Every entry, from first to last, is to be written out exactly.
+ + + + +
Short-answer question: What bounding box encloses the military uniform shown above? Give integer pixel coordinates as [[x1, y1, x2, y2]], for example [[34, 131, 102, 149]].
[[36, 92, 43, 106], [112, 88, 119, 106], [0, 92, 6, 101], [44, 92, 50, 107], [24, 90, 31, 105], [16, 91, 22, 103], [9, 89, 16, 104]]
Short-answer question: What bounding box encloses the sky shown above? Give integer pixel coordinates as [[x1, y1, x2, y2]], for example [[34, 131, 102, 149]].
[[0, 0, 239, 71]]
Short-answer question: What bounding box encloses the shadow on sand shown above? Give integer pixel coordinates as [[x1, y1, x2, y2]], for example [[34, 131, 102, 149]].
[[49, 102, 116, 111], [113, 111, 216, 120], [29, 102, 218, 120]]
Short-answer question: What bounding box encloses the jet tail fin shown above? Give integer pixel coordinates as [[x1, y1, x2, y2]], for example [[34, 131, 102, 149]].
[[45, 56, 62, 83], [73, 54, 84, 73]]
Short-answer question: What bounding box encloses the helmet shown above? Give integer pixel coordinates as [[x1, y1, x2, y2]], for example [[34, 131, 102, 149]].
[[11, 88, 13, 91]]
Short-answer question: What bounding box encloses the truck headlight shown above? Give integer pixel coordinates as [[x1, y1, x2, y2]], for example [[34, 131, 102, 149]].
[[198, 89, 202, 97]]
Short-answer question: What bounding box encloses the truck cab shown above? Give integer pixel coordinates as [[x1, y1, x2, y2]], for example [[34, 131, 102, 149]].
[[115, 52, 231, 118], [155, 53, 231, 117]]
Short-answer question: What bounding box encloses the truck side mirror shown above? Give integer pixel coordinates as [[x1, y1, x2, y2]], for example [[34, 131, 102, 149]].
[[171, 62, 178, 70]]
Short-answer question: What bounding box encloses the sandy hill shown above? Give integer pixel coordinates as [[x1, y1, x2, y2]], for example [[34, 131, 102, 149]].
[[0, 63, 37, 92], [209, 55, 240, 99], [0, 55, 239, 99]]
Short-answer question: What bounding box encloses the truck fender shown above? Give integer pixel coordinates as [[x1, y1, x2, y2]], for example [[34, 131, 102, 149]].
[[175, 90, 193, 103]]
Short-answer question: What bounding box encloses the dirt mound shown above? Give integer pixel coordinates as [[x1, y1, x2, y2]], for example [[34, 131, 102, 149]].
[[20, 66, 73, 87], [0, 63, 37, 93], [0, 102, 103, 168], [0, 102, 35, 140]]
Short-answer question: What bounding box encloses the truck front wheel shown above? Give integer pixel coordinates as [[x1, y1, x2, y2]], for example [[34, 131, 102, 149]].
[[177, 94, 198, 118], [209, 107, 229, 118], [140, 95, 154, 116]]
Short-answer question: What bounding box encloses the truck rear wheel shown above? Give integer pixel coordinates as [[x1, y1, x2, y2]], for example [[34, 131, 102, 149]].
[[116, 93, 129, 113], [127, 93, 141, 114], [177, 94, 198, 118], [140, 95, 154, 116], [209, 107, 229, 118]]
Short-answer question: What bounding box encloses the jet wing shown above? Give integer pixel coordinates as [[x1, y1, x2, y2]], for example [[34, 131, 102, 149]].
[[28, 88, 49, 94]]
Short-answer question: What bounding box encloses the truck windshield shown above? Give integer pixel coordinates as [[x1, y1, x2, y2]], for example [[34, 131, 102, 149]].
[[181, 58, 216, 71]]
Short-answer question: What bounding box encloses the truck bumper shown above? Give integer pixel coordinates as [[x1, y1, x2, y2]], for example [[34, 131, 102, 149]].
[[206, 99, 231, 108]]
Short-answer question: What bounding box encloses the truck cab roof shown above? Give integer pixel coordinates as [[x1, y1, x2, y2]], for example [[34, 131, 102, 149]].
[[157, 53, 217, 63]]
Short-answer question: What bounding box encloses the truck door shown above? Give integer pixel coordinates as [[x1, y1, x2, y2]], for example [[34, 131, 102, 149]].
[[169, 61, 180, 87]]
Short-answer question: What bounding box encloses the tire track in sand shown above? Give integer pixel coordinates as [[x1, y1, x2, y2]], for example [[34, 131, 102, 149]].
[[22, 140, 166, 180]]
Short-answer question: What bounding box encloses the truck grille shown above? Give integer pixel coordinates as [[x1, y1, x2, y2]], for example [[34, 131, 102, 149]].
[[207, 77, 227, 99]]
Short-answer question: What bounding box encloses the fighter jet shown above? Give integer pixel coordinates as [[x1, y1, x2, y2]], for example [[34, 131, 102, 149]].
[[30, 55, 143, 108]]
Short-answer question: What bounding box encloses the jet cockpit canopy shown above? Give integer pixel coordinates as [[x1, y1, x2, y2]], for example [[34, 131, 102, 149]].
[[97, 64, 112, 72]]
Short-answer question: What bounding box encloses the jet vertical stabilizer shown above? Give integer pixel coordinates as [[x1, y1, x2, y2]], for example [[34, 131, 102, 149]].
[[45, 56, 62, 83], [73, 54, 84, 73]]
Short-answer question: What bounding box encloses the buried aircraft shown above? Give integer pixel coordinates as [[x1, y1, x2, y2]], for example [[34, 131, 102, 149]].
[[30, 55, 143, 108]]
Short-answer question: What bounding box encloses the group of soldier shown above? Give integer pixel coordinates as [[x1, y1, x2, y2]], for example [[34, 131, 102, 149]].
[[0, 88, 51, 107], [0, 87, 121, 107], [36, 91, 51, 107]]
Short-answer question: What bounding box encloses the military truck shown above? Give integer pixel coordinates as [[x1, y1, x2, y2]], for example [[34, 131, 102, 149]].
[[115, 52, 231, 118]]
+ + + + +
RESPONSE AREA:
Short-answer question: What bounding box encloses the military uniform shown above? Give integer pixel coordinates as [[x1, y1, x2, y2]], for example [[34, 131, 102, 149]].
[[36, 92, 43, 106], [112, 88, 119, 106], [0, 92, 6, 101], [44, 92, 50, 107], [24, 90, 31, 105], [16, 91, 22, 103], [9, 89, 16, 104]]
Short-answer question: What bounding box encloses the sky shown above? Give integer pixel coordinates as [[x1, y1, x2, y2]], for example [[34, 131, 102, 149]].
[[0, 0, 239, 71]]
Short-answer question: What bounding box encloses the shadow on sand shown above? Give integer pixel coordinates as [[x1, y1, x2, y2]], for example [[34, 131, 102, 149]].
[[49, 102, 116, 111], [113, 111, 216, 120], [29, 102, 218, 120]]
Short-answer question: What bounding box encloses the jet tail fin shown above? Give integer pixel coordinates as [[x1, y1, x2, y2]], for example [[34, 131, 102, 149]].
[[45, 56, 62, 83], [73, 54, 84, 73]]
Short-answer question: What bounding box encloses the helmet shown above? Give integer pixel coordinates as [[x1, y1, x2, y2]], for example [[34, 131, 102, 149]].
[[11, 88, 13, 91]]
Short-answer question: What bounding box encloses the truck headlight shown above? Give integer pixel coordinates as [[x1, y1, x2, y2]], for example [[34, 131, 102, 149]].
[[198, 89, 202, 97]]
Short-answer question: What bounding box encloses the truck cab shown above? Give integer pixel coordinates as [[x1, y1, x2, y2]], for example [[34, 131, 102, 149]].
[[115, 52, 231, 118], [155, 53, 231, 117]]
Short-answer question: What bounding box encloses the truck side mirror shown above? Give integer pixel coordinates as [[x1, y1, x2, y2]], for example [[34, 131, 102, 149]].
[[171, 62, 178, 70]]
Short-answer question: What bounding box encloses the sandy hill shown above? Give integer pixel coordinates as [[x1, y1, x2, y2]], for example [[34, 131, 102, 149]].
[[0, 63, 37, 92], [209, 55, 240, 99], [0, 55, 239, 99]]
Short-answer question: What bounding box encloses the truck fender shown above? Give integer pixel coordinates as [[x1, y1, x2, y2]], for example [[34, 131, 102, 149]].
[[175, 90, 193, 103]]
Short-answer question: What bounding box encloses the dirt mound shown above? Give integer pixel coordinates as [[x1, y1, x2, y2]], for example [[34, 131, 102, 149]].
[[20, 66, 73, 87], [0, 63, 37, 93], [0, 102, 103, 168], [0, 102, 35, 140]]
Short-answer question: What bounding box encloses the truck front wheel shown above? Give integer pixel coordinates as [[x1, y1, x2, y2]], for example [[34, 131, 102, 149]].
[[177, 94, 198, 118], [209, 107, 229, 118], [140, 95, 154, 116]]
Short-answer question: What bounding box encloses the truck rear wheel shown above? Give integer pixel coordinates as [[x1, y1, x2, y2]], for example [[34, 131, 102, 149]].
[[116, 93, 129, 113], [127, 93, 141, 114], [177, 94, 198, 118], [140, 95, 154, 116], [209, 107, 229, 118]]
Short-answer question: What bounding box encloses the jet wing shown above? Give integer pixel coordinates as [[x1, y1, x2, y2]], for example [[34, 131, 102, 149]].
[[28, 88, 49, 94]]
Short-answer question: What bounding box encloses the truck windshield shown above? Give integer pixel coordinates as [[x1, y1, x2, y2]], for example [[34, 131, 102, 149]].
[[181, 58, 216, 71]]
Short-answer question: What bounding box encloses the truck bumper shown above? Give integer pixel coordinates as [[x1, y1, x2, y2]], for example [[34, 131, 102, 149]].
[[206, 99, 231, 108]]
Short-answer question: What bounding box encloses the truck cab roof shown above? Give integer pixel coordinates as [[x1, y1, x2, y2]], for example [[34, 131, 102, 149]].
[[157, 53, 217, 63]]
Short-answer question: What bounding box encloses the truck door shown above? Give integer pixel coordinates as [[x1, y1, x2, y2]], for example [[34, 131, 102, 149]].
[[169, 61, 180, 87]]
Short-answer question: What bounding box encloses the tire track in sand shown above? Give integer pixel coordinates as [[x1, y1, x2, y2]], for example [[34, 131, 102, 149]].
[[22, 140, 166, 180]]
Short-answer question: What bounding box encloses the truck grille shown above? Give integer pixel coordinates as [[x1, y1, x2, y2]], for example [[34, 131, 102, 149]].
[[207, 77, 227, 99]]
Short-answer question: What bounding box encloses the fighter jet shown above? Give integer pixel coordinates as [[x1, y1, x2, y2]], for example [[34, 131, 102, 149]].
[[30, 55, 143, 108]]
Short-answer question: What bounding box encloses the jet cockpit canopy shown above? Give integer pixel coordinates as [[x1, y1, x2, y2]], for example [[34, 131, 102, 149]].
[[97, 64, 112, 72]]
Short-answer question: What bounding box encloses the jet vertical stabilizer shown above? Give integer pixel coordinates as [[x1, y1, x2, y2]], for example [[34, 131, 102, 149]].
[[45, 56, 62, 83], [73, 54, 84, 73]]
Short-answer question: What bounding box encloses the buried aircraft shown above? Give integer pixel coordinates as [[x1, y1, x2, y2]], for example [[34, 131, 102, 149]].
[[30, 55, 143, 108]]
Short-answer question: What bounding box encloses the group of soldier shown above? Give integer pixel coordinates as [[x1, y1, x2, y2]], for example [[34, 131, 102, 149]].
[[0, 88, 51, 107], [0, 87, 121, 107], [36, 91, 51, 107]]
Short-answer question: What bounding box encloses the military truck shown above? Give integer pixel coordinates as [[x1, y1, x2, y2]], for example [[34, 131, 102, 149]].
[[115, 52, 231, 118]]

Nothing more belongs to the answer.